| WORK TO DO |
Rewrite the rows starting with the line that contains "Detect girl's shoulder" and going on through the line that contains "[288,145,314,169]", swapping "pavement" for "sidewalk" and keeping everything else the same.

| GIVEN INFORMATION |
####################

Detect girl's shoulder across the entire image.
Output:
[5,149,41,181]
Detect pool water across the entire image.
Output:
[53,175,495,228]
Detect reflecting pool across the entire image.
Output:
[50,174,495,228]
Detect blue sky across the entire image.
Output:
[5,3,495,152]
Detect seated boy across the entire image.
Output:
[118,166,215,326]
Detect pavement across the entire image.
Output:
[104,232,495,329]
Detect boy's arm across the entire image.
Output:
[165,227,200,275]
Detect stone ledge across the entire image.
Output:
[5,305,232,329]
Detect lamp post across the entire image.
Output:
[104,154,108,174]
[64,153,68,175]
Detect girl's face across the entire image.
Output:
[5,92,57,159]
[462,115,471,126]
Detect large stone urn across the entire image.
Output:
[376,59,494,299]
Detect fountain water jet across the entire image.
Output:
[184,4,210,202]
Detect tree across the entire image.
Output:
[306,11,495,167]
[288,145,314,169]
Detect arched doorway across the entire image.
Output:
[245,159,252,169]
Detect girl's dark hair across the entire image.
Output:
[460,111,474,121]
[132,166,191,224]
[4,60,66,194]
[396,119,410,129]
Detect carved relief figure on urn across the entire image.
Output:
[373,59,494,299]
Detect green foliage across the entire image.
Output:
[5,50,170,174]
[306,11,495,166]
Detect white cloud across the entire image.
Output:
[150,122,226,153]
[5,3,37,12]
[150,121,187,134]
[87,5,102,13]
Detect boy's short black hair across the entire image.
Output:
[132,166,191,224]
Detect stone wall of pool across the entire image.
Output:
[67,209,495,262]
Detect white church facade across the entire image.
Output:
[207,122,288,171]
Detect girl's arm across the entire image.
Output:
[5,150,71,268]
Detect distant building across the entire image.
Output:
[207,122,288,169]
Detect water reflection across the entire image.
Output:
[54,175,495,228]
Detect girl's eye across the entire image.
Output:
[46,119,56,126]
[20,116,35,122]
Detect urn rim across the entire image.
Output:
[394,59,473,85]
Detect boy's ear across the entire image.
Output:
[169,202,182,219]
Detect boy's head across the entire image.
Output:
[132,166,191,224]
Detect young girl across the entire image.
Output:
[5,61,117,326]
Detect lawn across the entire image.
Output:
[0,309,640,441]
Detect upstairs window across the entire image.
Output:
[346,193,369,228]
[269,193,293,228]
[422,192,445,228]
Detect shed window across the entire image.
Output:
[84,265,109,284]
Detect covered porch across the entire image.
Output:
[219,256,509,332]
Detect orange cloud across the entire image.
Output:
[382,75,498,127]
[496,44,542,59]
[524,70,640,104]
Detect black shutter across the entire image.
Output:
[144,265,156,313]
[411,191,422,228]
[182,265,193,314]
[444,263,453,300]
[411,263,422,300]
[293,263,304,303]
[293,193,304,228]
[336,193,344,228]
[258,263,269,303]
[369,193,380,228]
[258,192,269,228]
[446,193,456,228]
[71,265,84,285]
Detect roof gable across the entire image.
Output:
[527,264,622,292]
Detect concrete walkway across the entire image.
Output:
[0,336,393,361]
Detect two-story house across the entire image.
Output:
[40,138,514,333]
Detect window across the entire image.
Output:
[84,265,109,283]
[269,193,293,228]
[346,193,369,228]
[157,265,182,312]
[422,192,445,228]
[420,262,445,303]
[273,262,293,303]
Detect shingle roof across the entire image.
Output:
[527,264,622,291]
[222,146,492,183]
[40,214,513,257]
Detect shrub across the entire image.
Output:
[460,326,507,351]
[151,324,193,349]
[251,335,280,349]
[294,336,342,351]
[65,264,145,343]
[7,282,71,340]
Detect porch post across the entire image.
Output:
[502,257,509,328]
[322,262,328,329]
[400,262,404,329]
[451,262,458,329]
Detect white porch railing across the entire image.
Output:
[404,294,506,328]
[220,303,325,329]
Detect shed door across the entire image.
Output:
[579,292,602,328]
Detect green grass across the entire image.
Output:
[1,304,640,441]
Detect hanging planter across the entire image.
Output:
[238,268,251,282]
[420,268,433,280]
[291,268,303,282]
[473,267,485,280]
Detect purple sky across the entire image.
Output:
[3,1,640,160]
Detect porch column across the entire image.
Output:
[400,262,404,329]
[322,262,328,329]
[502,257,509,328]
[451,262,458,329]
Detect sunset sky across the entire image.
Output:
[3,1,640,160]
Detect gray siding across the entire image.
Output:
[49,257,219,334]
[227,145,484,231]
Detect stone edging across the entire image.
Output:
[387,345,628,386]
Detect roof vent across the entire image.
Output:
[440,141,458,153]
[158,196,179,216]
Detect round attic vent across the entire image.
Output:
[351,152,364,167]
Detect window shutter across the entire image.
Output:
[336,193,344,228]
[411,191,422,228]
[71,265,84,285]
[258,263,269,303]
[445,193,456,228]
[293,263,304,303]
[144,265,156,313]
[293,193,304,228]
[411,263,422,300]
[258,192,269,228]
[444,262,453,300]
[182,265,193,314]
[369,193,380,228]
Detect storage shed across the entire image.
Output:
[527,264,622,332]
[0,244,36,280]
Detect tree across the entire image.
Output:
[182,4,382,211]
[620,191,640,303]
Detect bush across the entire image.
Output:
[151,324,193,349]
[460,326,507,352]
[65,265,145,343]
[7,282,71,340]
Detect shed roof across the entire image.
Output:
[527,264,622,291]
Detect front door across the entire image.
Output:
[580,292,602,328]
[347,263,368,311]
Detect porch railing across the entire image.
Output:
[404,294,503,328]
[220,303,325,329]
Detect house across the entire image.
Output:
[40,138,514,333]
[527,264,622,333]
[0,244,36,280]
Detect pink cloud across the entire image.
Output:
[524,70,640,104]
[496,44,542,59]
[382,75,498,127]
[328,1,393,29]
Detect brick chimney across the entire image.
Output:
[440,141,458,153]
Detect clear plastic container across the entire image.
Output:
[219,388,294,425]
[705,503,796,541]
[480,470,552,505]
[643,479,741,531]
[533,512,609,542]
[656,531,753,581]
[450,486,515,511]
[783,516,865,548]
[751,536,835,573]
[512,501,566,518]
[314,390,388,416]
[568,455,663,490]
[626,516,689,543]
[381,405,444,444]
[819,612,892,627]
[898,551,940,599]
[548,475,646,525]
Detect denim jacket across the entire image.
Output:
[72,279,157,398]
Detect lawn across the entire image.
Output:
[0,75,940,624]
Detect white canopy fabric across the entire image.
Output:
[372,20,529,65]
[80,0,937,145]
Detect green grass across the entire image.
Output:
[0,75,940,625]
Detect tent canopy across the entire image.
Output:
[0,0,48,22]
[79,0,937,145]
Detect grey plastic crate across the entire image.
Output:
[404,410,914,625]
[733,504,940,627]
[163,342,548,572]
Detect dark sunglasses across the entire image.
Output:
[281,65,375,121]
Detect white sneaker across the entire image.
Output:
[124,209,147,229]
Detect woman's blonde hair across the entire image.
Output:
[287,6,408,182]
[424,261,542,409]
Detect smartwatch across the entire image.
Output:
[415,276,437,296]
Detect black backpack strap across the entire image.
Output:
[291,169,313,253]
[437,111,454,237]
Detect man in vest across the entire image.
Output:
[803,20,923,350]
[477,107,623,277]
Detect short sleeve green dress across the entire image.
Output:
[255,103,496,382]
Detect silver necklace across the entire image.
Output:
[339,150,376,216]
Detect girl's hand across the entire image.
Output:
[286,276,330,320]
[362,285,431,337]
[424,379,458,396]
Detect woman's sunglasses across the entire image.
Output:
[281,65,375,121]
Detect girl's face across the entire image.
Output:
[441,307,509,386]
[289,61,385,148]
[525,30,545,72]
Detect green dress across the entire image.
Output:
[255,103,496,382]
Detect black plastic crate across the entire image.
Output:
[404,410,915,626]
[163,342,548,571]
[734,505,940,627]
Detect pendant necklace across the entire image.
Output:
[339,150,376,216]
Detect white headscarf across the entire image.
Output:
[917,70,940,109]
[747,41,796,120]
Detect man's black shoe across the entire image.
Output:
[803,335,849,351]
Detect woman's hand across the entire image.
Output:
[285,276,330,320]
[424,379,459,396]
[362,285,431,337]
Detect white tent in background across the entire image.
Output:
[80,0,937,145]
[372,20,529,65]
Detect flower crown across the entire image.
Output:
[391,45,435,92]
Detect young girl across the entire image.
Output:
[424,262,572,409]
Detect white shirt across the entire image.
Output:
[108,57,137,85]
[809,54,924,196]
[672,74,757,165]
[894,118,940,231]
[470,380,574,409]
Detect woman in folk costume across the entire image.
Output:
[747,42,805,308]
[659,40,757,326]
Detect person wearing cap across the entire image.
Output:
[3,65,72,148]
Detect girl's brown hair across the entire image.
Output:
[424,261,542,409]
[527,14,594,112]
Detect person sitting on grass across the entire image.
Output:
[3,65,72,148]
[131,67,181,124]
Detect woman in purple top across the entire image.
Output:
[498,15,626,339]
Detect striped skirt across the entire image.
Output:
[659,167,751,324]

####################

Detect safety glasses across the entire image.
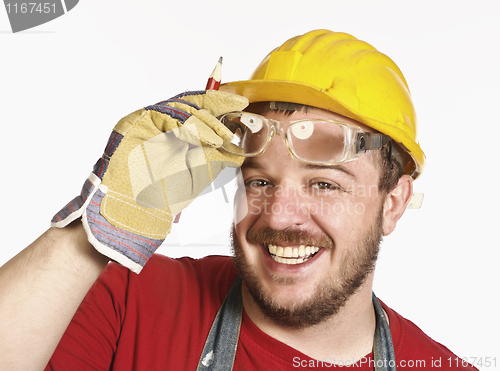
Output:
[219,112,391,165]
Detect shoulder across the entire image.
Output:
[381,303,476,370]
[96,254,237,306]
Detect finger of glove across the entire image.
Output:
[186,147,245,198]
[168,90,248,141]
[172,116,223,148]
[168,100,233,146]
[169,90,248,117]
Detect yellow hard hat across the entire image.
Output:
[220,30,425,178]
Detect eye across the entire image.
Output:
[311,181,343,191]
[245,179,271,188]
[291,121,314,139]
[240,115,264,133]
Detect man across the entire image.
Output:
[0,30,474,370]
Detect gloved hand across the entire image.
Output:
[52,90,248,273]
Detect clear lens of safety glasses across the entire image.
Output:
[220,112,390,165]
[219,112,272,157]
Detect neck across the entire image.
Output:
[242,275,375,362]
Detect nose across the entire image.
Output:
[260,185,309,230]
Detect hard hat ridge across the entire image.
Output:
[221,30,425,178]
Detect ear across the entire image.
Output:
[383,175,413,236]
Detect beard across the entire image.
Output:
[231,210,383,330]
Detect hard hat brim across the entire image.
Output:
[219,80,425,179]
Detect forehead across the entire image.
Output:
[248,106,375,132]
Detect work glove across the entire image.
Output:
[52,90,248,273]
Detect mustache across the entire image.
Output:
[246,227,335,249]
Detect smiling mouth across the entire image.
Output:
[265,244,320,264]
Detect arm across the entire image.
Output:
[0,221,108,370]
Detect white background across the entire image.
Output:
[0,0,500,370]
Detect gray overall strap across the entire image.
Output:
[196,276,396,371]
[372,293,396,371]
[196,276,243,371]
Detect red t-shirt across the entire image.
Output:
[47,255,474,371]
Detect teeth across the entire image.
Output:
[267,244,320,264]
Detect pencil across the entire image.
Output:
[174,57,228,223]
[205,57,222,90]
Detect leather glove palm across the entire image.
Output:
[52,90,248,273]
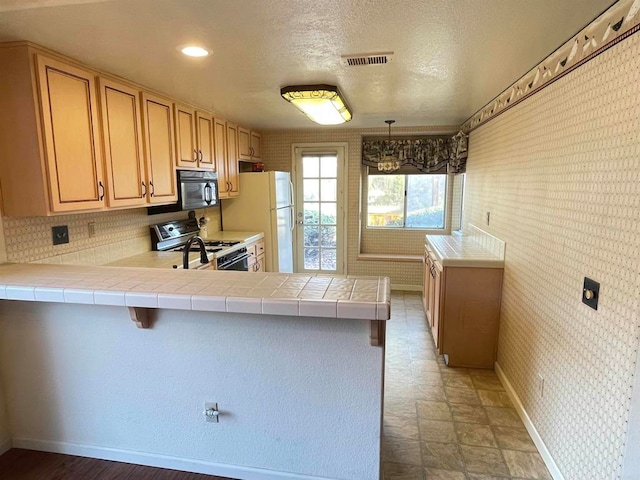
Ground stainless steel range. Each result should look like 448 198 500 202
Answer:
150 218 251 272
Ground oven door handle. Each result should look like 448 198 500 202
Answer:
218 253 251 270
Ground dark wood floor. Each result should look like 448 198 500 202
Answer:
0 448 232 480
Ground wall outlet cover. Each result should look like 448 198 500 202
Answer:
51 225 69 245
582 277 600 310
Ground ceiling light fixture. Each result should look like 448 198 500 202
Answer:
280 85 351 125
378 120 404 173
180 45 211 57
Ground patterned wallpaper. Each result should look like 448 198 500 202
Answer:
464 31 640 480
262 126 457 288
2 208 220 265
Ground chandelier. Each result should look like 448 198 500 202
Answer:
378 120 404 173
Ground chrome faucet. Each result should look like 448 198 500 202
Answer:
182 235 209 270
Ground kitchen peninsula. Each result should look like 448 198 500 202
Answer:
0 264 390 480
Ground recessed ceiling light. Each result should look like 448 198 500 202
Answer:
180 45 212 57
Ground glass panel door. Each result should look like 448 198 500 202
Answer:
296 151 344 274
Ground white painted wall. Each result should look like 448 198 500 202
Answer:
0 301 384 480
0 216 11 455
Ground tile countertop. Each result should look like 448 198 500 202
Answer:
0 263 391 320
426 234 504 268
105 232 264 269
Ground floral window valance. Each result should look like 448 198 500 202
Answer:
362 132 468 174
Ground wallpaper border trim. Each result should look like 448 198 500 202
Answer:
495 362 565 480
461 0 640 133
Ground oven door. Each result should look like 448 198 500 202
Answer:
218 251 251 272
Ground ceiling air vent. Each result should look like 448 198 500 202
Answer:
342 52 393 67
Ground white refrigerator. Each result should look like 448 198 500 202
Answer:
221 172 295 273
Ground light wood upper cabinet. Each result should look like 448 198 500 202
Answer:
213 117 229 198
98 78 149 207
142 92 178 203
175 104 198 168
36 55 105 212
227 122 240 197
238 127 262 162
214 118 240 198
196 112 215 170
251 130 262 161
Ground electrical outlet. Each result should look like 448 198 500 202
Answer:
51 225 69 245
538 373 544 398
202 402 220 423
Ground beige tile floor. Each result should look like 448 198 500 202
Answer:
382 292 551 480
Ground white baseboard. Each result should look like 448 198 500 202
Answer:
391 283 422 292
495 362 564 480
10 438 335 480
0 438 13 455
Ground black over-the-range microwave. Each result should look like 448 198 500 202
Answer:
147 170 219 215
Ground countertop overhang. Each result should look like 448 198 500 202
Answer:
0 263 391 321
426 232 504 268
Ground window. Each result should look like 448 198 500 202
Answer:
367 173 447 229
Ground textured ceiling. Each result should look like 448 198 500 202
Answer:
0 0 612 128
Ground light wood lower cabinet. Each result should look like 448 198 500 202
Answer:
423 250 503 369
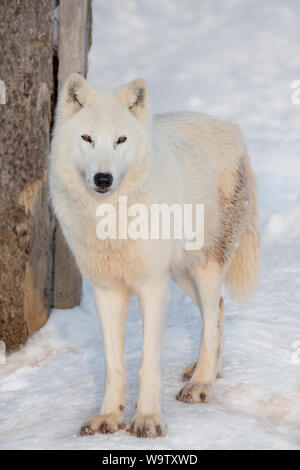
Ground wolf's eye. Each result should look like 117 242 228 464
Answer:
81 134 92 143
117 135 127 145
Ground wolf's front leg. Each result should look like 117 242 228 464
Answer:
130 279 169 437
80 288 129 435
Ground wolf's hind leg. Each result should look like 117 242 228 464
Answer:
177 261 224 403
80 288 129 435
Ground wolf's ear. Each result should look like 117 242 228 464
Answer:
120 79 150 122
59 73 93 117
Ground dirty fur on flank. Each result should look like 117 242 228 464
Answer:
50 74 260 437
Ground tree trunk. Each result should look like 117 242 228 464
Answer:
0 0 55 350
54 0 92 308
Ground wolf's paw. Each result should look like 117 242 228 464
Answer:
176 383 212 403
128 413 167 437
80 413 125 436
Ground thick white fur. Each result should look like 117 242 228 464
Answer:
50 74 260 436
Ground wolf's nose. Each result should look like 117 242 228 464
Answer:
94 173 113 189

####################

| FINISHED ANSWER |
Detect girl's shoulder across the entire image.
Output:
[5,149,41,181]
Detect pool water across the entire image.
Output:
[53,175,495,228]
Detect reflecting pool across the entire image.
Output:
[50,174,495,228]
Detect blue sky across the entire image.
Output:
[5,3,495,152]
Detect seated boy across the entire image.
Output:
[118,166,215,326]
Detect sidewalk across the entire image.
Output:
[104,232,495,329]
Detect boy's arm across the entire image.
Output:
[165,227,200,275]
Detect stone ledge across the entire image.
Output:
[5,305,232,329]
Detect lamp post across the entire image.
Output:
[104,154,108,174]
[64,153,68,175]
Detect girl's face across the entire image.
Output:
[5,92,57,159]
[462,115,471,126]
Detect large stone urn across the entire image.
Output:
[376,59,494,299]
Detect fountain water jet across the entire image.
Output:
[184,4,210,202]
Detect tree across the entire image.
Output:
[306,11,495,167]
[288,145,314,169]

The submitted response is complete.